Trecho do documento:
-.-.-
A lógica da máquina, moldada para auferir ganhos constantes e aumentar a eficiência, pode, com o passar do tempo, se descasar dos valores humanos?
Rogério Bonfiglioli*
Quando falamos em processos automatizados, mais recentemente em inteligência artificial, buscamos melhorias de modo geral. Se pensarmos em economia, imaginamos aumento de eficiência e de produtividade, ganhos de escala, redução de custos de produção e ampliação da variedade de ofertas. Do ponto de vista humano, pensamos em conforto, facilidades no lazer e assim por diante. Podemos listar inúmeros benefícios trazidos pela inovação, conforme apontam Marco Iansti e Karim Lakani, incluindo a ampliação do escopo de atuação e o aprendizado contínuo. Dessa forma, a IA transformou-se em um grande gerador de valor. Por isso, hoje em dia, não se discute se vamos utilizá-la em larga escala, mas quando.
Entretanto, este artigo se propõe a refletir sobre algo menos glamouroso na área de TI: a relação entre a ética humana e uma possível nova ética gerada pelas máquinas. Isso significará um conflito?
De acordo com a definição de Romeo Ortega e Mark Spong, máquinas robotizadas são construídas para manipular materiais, peças, ferramentas ou dispositivos especializados, por meio de movimentos variáveis, e programadas para realizar tarefas diversas. Logo, começamos a desconfiar que lidar com gente talvez não seja sua especialidade.
No livro O computador e o cérebro, John van Neumann descreve que “cálculo não tem consciência”, razão pela qual, provavelmente, não deveria ser a forma mais adequada de tomar decisões que envolvam ética.
Citando um fato que explica essa lógica, lembramos de um caso de 2016, quando a Microsoft colocou seu protótipo de IA para aprender com internautas. Ao final de apenas um dia, os algoritmos estavam falando mal de judeus e mexicanos.
Bem, então é fácil, citando Gabriel di Blasi e Rodrigo Cantarino, afirmar que a IA só poderá ser lançada se for possível explicar seu processo decisório, ter uma escala de requisitos mínimos, ser auditável, usar as melhores práticas e explicar suas decisões. Essa perspectiva é utópica, pois quem vai renunciar às melhorias, neste mundo de agilidade extrema, aguardando providências éticas?
-.-.-
O que fazer:
Transcreva do artigo acima, sobre ética e inteligência artificial, tudo o que vai de "No livro O computador" até "que envolvam ética.".

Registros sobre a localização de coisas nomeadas
-.-.-
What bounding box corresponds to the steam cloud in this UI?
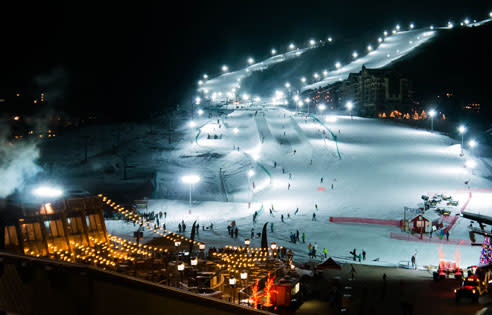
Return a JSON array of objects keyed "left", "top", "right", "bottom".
[{"left": 0, "top": 123, "right": 41, "bottom": 198}]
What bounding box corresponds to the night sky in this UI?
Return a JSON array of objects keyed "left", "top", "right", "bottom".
[{"left": 0, "top": 0, "right": 492, "bottom": 117}]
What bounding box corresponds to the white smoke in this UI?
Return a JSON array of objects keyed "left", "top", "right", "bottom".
[{"left": 0, "top": 122, "right": 41, "bottom": 198}]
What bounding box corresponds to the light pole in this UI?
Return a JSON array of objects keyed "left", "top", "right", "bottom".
[
  {"left": 429, "top": 109, "right": 436, "bottom": 131},
  {"left": 248, "top": 170, "right": 255, "bottom": 208},
  {"left": 345, "top": 101, "right": 354, "bottom": 119},
  {"left": 181, "top": 175, "right": 200, "bottom": 213},
  {"left": 458, "top": 125, "right": 466, "bottom": 156}
]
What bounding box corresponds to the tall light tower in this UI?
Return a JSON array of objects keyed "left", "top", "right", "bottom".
[
  {"left": 248, "top": 169, "right": 255, "bottom": 203},
  {"left": 345, "top": 101, "right": 354, "bottom": 119},
  {"left": 181, "top": 175, "right": 200, "bottom": 213},
  {"left": 458, "top": 125, "right": 466, "bottom": 156},
  {"left": 429, "top": 109, "right": 436, "bottom": 131}
]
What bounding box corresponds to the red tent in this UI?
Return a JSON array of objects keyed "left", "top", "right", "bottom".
[{"left": 316, "top": 257, "right": 342, "bottom": 270}]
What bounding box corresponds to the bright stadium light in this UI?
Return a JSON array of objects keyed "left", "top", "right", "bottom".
[
  {"left": 325, "top": 115, "right": 337, "bottom": 122},
  {"left": 465, "top": 160, "right": 477, "bottom": 169},
  {"left": 32, "top": 186, "right": 63, "bottom": 198},
  {"left": 458, "top": 125, "right": 466, "bottom": 156}
]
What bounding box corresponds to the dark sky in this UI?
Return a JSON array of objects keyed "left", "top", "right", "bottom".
[{"left": 0, "top": 0, "right": 492, "bottom": 117}]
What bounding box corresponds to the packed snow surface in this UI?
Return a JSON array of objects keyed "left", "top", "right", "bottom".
[{"left": 107, "top": 106, "right": 492, "bottom": 265}]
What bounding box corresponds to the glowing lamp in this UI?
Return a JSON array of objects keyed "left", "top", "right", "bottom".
[
  {"left": 181, "top": 175, "right": 200, "bottom": 184},
  {"left": 465, "top": 160, "right": 477, "bottom": 169}
]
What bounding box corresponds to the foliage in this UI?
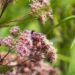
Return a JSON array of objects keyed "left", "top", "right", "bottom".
[{"left": 0, "top": 0, "right": 75, "bottom": 75}]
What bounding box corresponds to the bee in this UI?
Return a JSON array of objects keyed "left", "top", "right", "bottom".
[{"left": 0, "top": 0, "right": 13, "bottom": 18}]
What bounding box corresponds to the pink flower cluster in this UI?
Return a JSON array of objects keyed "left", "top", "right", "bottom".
[
  {"left": 30, "top": 0, "right": 53, "bottom": 24},
  {"left": 0, "top": 26, "right": 58, "bottom": 75}
]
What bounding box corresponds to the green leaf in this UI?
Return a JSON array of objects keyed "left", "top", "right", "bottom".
[{"left": 67, "top": 39, "right": 75, "bottom": 75}]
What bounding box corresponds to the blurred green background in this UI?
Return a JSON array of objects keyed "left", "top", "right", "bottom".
[{"left": 0, "top": 0, "right": 75, "bottom": 75}]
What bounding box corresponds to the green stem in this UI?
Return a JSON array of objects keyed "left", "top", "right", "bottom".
[{"left": 46, "top": 15, "right": 75, "bottom": 35}]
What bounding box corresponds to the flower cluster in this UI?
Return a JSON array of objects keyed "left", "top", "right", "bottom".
[
  {"left": 0, "top": 26, "right": 58, "bottom": 75},
  {"left": 30, "top": 0, "right": 53, "bottom": 24}
]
-.-.-
Resultado abaixo:
No livro O computador e o cérebro, John van Neumann descreve que “cálculo não tem consciência”, razão pela qual, provavelmente, não deveria ser a forma mais adequada de tomar decisões que envolvam ética.